Excerpt to read:
▬▬▬▬▬▬

“It seems to be half-assed, to be quite frank. […] Thank God not everybody’s like that.” – White Eagle Steel CEO Tim Kmiecik

DeVos sellout Tudor Dixon repeatedly touts her business leadership cultivated at Michigan Steel, a foundry in Muskegon owned by her father that employed Dixon and her husband for years before laying off its entire 300-employee workforce and being completely liquidated by 2013. In her own accounts on the campaign trail, Dixon established herself a company executive with a hand in “every aspect” of the Michigan Steel’s day-to-day operations. 

A new Bridge Michigan deep dive is exposing the foundry as a “half-assed” business that “struggled to pay bills” even while the steel industry was booming.

▬▬▬▬▬▬

Dataset excerpts:
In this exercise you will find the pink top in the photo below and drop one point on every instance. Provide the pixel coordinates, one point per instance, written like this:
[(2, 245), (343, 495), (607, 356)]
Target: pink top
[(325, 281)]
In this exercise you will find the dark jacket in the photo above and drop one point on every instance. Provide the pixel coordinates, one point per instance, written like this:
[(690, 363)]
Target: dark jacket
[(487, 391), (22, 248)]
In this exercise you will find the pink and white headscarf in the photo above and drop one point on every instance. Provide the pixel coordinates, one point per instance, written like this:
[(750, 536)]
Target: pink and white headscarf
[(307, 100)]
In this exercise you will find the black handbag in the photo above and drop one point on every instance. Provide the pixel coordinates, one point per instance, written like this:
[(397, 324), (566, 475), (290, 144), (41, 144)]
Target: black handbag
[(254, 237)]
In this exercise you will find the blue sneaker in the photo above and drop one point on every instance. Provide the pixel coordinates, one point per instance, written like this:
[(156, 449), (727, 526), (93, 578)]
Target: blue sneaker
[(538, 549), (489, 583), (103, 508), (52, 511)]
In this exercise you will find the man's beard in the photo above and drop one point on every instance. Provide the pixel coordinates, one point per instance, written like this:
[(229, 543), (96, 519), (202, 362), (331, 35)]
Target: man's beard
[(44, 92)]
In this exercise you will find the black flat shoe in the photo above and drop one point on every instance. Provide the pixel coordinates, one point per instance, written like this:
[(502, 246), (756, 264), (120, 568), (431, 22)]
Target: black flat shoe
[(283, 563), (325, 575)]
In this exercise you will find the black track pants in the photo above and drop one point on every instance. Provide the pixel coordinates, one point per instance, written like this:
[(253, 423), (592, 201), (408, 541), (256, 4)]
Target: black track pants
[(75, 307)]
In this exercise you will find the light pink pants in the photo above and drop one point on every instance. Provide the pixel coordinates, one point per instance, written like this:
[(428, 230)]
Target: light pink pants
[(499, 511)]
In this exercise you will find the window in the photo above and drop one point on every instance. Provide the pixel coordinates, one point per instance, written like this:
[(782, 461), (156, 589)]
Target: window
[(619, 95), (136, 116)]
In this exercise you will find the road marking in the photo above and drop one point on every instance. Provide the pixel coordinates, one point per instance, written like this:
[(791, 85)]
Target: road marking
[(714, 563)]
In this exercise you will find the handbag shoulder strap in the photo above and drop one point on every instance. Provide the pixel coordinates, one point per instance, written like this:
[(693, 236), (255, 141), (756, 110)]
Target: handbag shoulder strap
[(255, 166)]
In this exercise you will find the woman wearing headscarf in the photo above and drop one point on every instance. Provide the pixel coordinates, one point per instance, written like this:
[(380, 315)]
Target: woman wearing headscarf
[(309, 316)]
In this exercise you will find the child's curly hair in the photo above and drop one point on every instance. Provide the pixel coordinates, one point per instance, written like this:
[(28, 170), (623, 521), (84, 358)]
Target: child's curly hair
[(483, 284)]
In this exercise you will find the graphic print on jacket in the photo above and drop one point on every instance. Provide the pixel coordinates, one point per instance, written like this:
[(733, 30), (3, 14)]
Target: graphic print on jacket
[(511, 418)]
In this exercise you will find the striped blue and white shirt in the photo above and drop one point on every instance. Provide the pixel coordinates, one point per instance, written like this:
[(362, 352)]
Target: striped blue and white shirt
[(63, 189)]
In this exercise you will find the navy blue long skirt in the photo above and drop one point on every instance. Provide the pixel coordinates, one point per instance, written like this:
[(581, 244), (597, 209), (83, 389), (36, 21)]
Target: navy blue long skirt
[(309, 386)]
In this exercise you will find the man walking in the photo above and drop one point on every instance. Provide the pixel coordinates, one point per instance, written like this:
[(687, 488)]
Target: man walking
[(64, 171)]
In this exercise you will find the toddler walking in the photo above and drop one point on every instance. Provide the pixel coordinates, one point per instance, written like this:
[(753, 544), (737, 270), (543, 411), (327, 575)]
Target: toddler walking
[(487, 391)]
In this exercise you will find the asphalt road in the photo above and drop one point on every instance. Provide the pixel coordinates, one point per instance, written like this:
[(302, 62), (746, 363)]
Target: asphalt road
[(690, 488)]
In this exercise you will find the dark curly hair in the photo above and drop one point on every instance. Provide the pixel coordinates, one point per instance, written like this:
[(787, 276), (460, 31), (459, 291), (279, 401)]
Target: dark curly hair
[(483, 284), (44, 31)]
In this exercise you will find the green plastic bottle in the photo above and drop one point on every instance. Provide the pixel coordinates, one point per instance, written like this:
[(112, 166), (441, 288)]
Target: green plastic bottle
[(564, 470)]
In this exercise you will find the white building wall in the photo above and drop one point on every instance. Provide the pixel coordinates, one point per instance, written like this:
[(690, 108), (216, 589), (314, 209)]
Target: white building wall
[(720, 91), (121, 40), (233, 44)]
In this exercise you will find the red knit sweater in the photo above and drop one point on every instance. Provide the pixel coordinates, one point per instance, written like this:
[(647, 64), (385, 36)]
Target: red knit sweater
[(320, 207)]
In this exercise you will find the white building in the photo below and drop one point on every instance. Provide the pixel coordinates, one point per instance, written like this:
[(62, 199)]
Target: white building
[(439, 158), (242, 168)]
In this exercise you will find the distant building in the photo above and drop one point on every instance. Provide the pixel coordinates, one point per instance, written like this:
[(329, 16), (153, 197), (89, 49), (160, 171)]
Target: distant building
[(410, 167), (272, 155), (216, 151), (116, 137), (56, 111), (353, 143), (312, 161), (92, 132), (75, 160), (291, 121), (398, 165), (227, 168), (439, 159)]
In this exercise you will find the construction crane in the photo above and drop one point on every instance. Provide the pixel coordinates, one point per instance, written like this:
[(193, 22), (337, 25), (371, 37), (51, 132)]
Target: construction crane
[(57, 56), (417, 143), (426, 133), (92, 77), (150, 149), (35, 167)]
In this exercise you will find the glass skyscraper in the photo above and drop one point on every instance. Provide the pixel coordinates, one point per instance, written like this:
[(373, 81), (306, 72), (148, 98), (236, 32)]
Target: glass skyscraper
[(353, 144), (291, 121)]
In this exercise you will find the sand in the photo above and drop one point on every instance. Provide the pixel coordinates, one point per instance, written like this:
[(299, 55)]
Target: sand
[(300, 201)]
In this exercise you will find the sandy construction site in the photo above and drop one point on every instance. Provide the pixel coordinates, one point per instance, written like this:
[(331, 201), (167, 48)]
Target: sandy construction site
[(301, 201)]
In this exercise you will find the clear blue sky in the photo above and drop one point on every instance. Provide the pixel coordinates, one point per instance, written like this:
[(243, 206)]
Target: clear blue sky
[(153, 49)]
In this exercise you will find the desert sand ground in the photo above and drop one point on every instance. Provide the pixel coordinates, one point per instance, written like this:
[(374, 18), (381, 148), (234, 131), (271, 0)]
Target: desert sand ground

▬▬▬▬▬▬

What is needed:
Decide whether each statement below agrees with the passage on Michigan Steel. For each, answer yes or no and quote the words from the passage that decide it.
1. Michigan Steel was a foundry in Muskegon owned by Tudor Dixon's father.
2. The foundry laid off a workforce of 300 employees.
3. According to the Bridge Michigan report, the foundry struggled only while the steel industry was in decline.

Exercise answer:
1. Yes: "a foundry in Muskegon owned by her father"
2. Yes: "laying off its entire 300-employee workforce"
3. No: "“struggled to pay bills” even while the steel industry was booming"